Work request:
Restate word for word the lines of the material below, from the line with "box: [454, 354, 496, 390]" to the line with "3L231 9L190 210L242", both lines included, and no others.
+ + + + + + +
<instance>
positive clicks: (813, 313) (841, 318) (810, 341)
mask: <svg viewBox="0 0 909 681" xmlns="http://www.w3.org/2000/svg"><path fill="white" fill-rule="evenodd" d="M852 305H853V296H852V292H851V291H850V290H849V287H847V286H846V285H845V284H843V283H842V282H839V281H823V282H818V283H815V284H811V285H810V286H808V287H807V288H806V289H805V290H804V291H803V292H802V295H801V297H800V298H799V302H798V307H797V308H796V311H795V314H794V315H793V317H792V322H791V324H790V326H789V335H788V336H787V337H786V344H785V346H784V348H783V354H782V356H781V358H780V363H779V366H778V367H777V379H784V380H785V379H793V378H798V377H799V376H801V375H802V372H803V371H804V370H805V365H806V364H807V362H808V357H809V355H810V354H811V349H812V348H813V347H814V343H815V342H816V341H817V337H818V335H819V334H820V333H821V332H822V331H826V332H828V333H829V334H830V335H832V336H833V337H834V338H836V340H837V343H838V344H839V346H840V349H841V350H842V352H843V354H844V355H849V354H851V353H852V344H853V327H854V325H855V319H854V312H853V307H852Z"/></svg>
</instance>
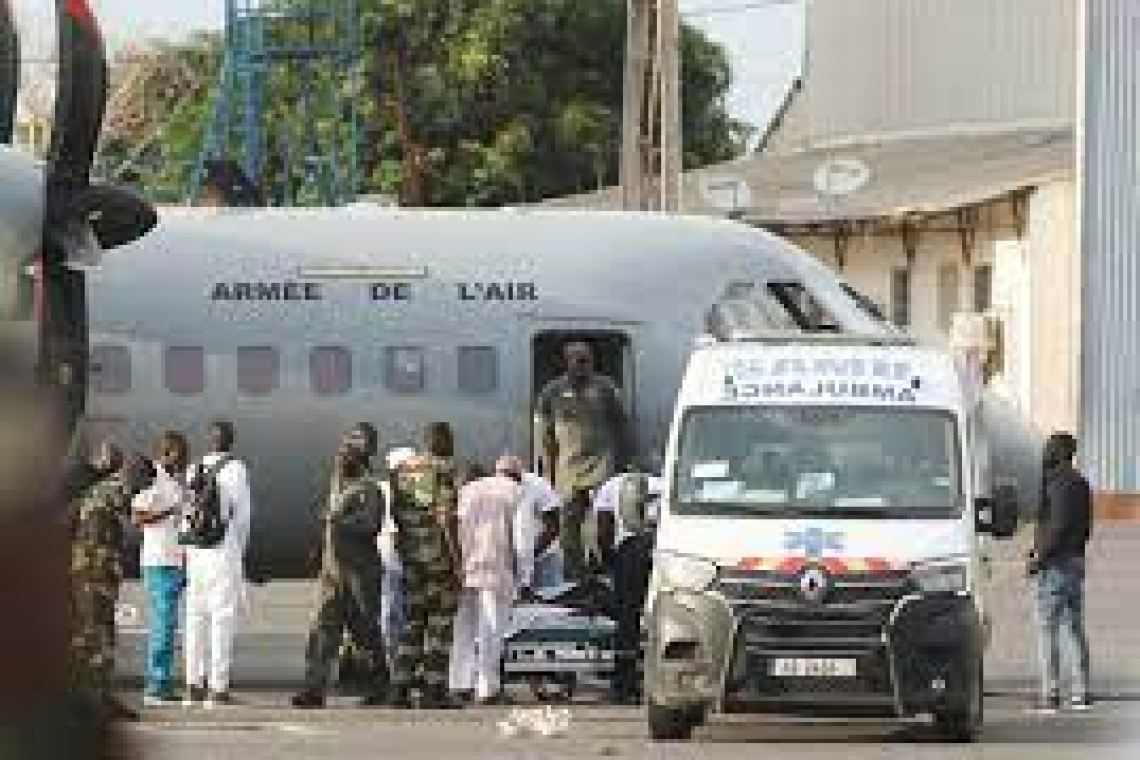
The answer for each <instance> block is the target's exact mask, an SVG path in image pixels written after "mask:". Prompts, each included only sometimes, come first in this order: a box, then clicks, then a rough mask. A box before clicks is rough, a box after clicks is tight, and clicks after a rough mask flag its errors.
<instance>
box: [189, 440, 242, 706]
mask: <svg viewBox="0 0 1140 760" xmlns="http://www.w3.org/2000/svg"><path fill="white" fill-rule="evenodd" d="M206 447H207V450H209V451H210V453H207V455H206V456H205V457H203V459H202V461H201V463H198V465H197V467H196V469H195V472H197V473H200V474H204V473H210V472H213V473H214V477H215V479H217V483H218V489H219V491H218V492H219V497H220V502H221V514H222V518H223V520H225V523H226V534H225V538H223V539H222V541H221V544H219V545H218V546H214V547H212V548H209V549H207V548H201V547H196V546H188V547H187V548H186V634H185V643H184V644H185V649H186V684H187V695H186V704H187V706H193V705H194V704H197V703H204V705H205V706H206V708H207V709H211V708H214V706H218V705H225V704H230V703H231V702H233V700H231V697H230V693H229V675H230V667H231V665H233V660H234V637H235V635H236V627H237V615H238V611H239V610H241V607H242V606H244V600H245V567H244V565H245V549H246V546H247V545H249V541H250V520H251V512H252V508H251V498H250V476H249V473H247V471H246V467H245V464H244V463H242V461H241V460H238V459H235V458H234V456H233V451H234V425H233V423H229V422H227V420H217V422H214V423H212V424H211V425H210V433H209V441H207V444H206ZM207 636H209V647H210V657H209V660H207V657H206V637H207Z"/></svg>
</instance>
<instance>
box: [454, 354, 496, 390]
mask: <svg viewBox="0 0 1140 760" xmlns="http://www.w3.org/2000/svg"><path fill="white" fill-rule="evenodd" d="M458 371H459V377H458V384H459V392H461V393H470V394H472V395H489V394H491V393H494V392H495V391H497V390H498V354H497V353H496V352H495V349H494V348H491V346H486V345H464V346H459V367H458Z"/></svg>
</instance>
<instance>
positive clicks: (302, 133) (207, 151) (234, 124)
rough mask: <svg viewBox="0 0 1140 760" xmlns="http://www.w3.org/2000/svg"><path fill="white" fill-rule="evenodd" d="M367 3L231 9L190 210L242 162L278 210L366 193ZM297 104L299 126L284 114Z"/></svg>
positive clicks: (270, 3) (250, 178) (287, 6)
mask: <svg viewBox="0 0 1140 760" xmlns="http://www.w3.org/2000/svg"><path fill="white" fill-rule="evenodd" d="M361 83H363V70H361V56H360V32H359V17H358V13H357V0H227V1H226V54H225V58H223V62H222V67H221V72H220V74H219V80H218V85H217V90H215V92H214V96H213V103H212V105H211V113H210V120H209V122H207V124H206V129H205V134H204V136H203V140H202V148H201V150H200V153H198V156H197V160H196V161H195V165H194V167H193V172H192V177H190V182H189V188H188V189H187V194H186V195H187V201H188V202H189V203H195V202H197V201H198V199H200V198H201V197H202V191H203V188H204V186H205V183H206V181H207V173H209V172H207V170H209V167H210V166H211V165H212V164H214V163H215V162H222V163H225V162H233V163H234V164H236V165H237V166H239V167H241V169H242V171H243V172H244V174H245V177H246V178H247V179H249V180H250V181H251V182H252V183H253V185H254V186H257V187H258V188H260V190H261V195H262V197H263V199H264V202H267V203H269V204H271V205H290V206H291V205H336V204H340V203H344V202H348V201H351V199H352V198H355V197H356V196H357V194H358V191H359V183H360V177H359V164H360V161H359V140H360V124H359V121H360V114H359V108H358V106H357V101H358V98H359V93H360V89H361ZM282 104H290V119H283V117H280V113H282V112H280V111H279V109H278V107H279V106H280V105H282Z"/></svg>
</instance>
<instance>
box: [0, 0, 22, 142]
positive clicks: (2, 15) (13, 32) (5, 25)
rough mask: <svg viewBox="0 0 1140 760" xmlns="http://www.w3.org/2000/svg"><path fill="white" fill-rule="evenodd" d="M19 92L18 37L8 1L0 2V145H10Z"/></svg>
mask: <svg viewBox="0 0 1140 760" xmlns="http://www.w3.org/2000/svg"><path fill="white" fill-rule="evenodd" d="M17 92H19V36H18V34H17V32H16V21H15V19H14V18H13V16H11V7H10V5H9V2H8V0H0V144H3V145H10V144H11V137H13V133H14V132H15V131H16V93H17Z"/></svg>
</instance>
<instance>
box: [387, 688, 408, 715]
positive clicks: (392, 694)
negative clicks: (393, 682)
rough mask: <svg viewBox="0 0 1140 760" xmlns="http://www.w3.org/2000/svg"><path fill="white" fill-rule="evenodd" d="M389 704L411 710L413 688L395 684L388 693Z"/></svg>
mask: <svg viewBox="0 0 1140 760" xmlns="http://www.w3.org/2000/svg"><path fill="white" fill-rule="evenodd" d="M388 706H390V708H394V709H397V710H410V709H412V689H410V688H408V687H407V686H393V687H392V689H391V690H390V692H389V694H388Z"/></svg>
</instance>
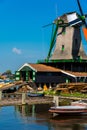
+ + + + + + +
Answer to this task:
box: [454, 354, 496, 390]
mask: <svg viewBox="0 0 1140 760" xmlns="http://www.w3.org/2000/svg"><path fill="white" fill-rule="evenodd" d="M458 371H459V377H458V384H459V392H461V393H470V394H472V395H489V394H491V393H494V392H495V391H497V390H498V354H497V353H496V352H495V349H494V348H491V346H486V345H464V346H459V367H458Z"/></svg>
</instance>
<instance>
positive clicks: (302, 133) (207, 151) (234, 124)
rough mask: <svg viewBox="0 0 1140 760" xmlns="http://www.w3.org/2000/svg"><path fill="white" fill-rule="evenodd" d="M367 3L231 9L190 210L242 162L278 210L366 193ZM297 104L299 126L284 114Z"/></svg>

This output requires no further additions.